(SELECTION)
-- start --
API Testing

Request Methods:

1. GET
2. HEAD
3. POST
4. PUT
5. DELETE
6. PATCH
7. CONNECT
8. OPTIONS
9. TRACE

Safe, idempotent, and cacheable request methods

Method	Safe	Idempotent	Cacheable
GET	Yes	Yes	Yes
HEAD	Yes	Yes	Yes
OPTIONS	Yes	Yes	No
TRACE	Yes	Yes	No
PUT	No	Yes	No
DELETE	No	Yes	No
POST	No	No	Conditional*
PATCH	No	No	Conditional*
CONNECT	No	No	No

Discovering API documentation

Even if API documentation isn’t openly available, you may still be able to access it by browsing applications that use the API.

To do this, you can use Burp Scanner to crawl the API. You can also browse applications manually using Burp’s browser. Look for endpoints that may refer to API documentation, for example:

• /api
• /swagger/index.html
• /openapi.json

If you identify an endpoint for a resource, make sure to investigate the base path. For example, if you identify the resource endpoint /api/swagger/v1/users/123, then you should investigate the following paths:

• /api/swagger/v1
• /api/swagger
• /api

You can also use a list of common paths to find documentation using Intruder.

Lab: Exploiting an API endpoint using documentation

DELETE /api/user/carlos HTTP/2
Host: 0ac7005d03051466822b76f900910091.web-security-academy.net
Cookie: session=2K6URx8lZXdHczVIDLLYvUc2hfdvtQA5
Sec-Ch-Ua-Platform: "Windows"
Accept-Language: en-US,en;q=0.9
Sec-Ch-Ua: "Chromium";v="133", "Not(A:Brand";v="99"
-- end --
(WHAT YOU ARE ASKED TO DO) Copy out everything in the API testing notes from "If you identify an" down to "documentation using Intruder.", swapping "Intruder" for "Burp Intruder".

(DATASET RECORDS)
-- start --
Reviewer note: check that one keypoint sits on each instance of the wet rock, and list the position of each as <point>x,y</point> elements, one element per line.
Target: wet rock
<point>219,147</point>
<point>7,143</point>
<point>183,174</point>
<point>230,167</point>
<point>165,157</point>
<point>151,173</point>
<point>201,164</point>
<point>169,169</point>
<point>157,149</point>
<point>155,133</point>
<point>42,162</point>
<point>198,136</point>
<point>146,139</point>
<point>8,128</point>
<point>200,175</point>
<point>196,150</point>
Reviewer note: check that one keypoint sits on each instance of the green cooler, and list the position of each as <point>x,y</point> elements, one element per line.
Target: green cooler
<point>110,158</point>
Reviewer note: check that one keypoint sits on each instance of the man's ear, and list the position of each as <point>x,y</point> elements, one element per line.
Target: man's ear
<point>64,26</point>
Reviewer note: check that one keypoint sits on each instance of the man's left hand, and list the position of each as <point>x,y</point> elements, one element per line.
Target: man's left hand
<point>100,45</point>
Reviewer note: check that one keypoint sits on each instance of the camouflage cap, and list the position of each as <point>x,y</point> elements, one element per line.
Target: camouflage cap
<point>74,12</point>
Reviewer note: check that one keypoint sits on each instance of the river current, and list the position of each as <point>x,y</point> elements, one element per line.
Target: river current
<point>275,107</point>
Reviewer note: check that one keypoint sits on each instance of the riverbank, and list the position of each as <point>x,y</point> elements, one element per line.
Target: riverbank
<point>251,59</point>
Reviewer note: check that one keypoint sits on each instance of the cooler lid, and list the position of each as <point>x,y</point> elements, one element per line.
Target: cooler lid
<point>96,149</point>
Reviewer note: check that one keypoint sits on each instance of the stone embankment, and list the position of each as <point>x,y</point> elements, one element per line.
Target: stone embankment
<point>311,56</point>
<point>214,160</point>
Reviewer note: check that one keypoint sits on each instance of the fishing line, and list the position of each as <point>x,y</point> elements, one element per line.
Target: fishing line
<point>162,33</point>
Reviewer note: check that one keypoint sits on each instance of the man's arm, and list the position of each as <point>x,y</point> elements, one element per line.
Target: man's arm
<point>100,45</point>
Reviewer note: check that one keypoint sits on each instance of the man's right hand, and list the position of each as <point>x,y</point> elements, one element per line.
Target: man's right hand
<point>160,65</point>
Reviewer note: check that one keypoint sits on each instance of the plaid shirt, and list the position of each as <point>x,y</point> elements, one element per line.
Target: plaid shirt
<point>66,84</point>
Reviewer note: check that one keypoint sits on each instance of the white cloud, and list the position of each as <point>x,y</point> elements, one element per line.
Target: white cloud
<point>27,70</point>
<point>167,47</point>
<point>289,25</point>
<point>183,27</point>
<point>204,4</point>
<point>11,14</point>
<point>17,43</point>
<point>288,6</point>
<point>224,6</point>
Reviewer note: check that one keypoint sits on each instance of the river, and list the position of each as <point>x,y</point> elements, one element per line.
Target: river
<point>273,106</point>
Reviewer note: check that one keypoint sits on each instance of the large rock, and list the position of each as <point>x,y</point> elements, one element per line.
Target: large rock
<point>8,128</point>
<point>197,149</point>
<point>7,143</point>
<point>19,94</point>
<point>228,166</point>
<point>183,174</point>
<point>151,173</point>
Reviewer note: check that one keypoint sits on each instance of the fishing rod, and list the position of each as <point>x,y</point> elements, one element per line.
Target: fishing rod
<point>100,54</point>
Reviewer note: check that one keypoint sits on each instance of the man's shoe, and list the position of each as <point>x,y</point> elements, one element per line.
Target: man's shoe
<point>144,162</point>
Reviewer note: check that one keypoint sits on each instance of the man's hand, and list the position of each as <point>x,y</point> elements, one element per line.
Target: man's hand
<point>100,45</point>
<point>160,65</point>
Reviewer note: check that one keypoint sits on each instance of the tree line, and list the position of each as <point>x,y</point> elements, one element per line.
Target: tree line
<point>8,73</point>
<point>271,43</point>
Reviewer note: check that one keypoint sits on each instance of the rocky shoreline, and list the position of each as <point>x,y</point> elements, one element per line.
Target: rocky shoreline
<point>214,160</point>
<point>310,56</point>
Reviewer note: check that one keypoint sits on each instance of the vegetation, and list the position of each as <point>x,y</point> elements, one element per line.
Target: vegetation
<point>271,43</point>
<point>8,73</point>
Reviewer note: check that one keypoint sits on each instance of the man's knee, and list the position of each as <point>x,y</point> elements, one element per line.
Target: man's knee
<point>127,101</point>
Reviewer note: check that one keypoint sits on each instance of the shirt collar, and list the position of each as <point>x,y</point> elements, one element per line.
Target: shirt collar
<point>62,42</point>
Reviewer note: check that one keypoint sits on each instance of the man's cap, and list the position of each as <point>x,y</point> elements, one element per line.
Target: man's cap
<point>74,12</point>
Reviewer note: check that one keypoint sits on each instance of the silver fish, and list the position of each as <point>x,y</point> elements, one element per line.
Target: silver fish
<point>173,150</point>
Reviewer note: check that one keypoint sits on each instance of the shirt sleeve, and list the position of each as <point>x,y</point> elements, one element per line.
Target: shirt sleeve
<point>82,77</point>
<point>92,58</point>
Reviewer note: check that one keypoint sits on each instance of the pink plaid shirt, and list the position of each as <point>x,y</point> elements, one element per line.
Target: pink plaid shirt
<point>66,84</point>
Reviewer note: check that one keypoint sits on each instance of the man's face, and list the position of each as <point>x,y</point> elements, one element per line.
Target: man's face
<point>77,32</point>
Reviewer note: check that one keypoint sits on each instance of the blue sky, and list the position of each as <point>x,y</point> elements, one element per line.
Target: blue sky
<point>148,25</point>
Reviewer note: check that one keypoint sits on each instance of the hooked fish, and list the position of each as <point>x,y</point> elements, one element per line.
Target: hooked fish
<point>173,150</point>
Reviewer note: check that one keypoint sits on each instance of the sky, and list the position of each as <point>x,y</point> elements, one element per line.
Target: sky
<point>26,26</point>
-- end --
-- start --
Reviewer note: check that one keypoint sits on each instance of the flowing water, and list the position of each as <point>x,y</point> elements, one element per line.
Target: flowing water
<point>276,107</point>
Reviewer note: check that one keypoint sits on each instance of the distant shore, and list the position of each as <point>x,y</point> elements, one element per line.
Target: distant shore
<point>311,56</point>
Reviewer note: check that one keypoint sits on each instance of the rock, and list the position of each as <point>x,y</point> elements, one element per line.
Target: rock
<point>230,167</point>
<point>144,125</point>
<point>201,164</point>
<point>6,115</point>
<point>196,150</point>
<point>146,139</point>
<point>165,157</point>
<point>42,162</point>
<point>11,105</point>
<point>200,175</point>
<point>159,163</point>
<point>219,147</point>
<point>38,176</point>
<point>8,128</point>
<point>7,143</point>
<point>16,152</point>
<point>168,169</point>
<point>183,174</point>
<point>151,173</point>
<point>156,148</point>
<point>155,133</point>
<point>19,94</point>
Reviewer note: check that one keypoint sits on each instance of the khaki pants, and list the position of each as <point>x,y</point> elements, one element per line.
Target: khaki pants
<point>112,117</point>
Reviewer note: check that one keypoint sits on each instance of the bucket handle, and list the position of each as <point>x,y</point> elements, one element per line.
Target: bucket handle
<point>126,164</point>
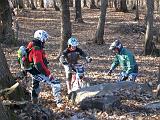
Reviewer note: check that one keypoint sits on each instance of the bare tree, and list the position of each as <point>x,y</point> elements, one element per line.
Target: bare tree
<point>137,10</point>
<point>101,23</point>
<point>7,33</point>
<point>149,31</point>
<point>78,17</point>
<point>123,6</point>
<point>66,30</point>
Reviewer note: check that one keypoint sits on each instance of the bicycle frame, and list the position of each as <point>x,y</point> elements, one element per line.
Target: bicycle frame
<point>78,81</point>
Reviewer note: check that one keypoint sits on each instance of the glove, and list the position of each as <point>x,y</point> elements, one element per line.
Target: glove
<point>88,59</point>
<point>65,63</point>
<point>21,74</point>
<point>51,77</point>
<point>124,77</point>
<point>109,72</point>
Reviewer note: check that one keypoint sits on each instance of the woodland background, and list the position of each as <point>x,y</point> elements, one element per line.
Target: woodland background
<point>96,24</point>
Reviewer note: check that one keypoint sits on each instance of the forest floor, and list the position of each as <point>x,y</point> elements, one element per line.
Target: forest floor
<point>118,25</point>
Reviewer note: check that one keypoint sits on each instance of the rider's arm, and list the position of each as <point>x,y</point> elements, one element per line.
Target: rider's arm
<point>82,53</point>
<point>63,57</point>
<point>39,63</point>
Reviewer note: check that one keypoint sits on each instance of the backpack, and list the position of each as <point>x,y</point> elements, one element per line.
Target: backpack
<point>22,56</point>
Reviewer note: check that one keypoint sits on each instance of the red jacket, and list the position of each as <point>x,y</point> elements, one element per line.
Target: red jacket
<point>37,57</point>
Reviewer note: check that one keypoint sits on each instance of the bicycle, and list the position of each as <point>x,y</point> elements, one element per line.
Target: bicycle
-- end --
-- start --
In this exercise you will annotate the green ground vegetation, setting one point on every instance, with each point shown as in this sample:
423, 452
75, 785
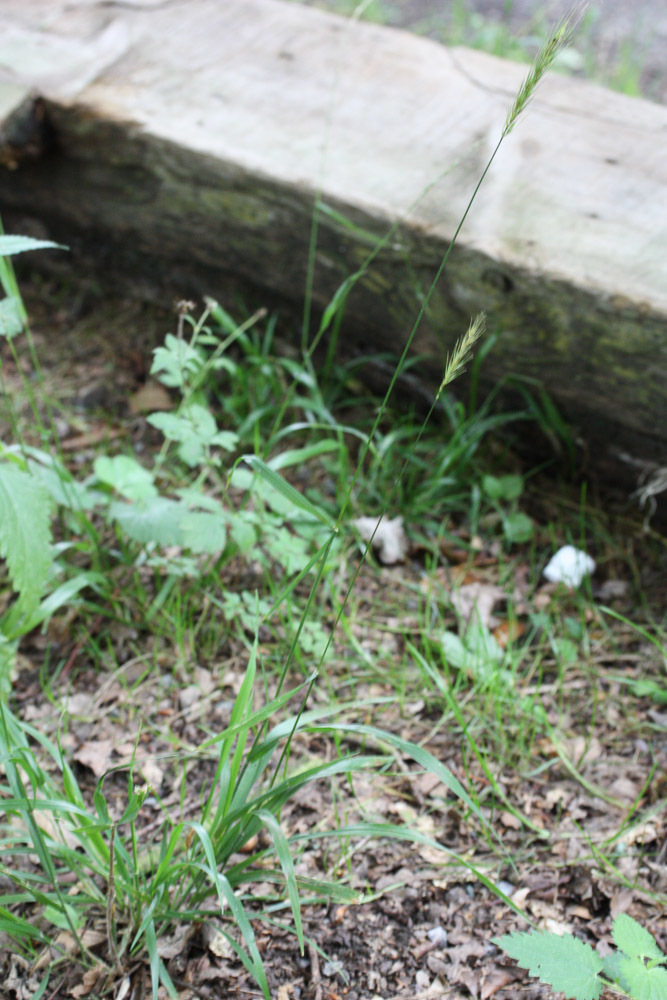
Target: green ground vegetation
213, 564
-- end --
(COMPLETE ANSWER)
If you identify an endpoint for a resource, make sure to investigate the base path. For example, if you identify the resource endpoint /api/swagger/v1/users/123, then you should investigate the following paths:

• /api/swagger/v1
• /api/swagger
• /api

You can also use a list of common paths to find documentation using Burp Intruder.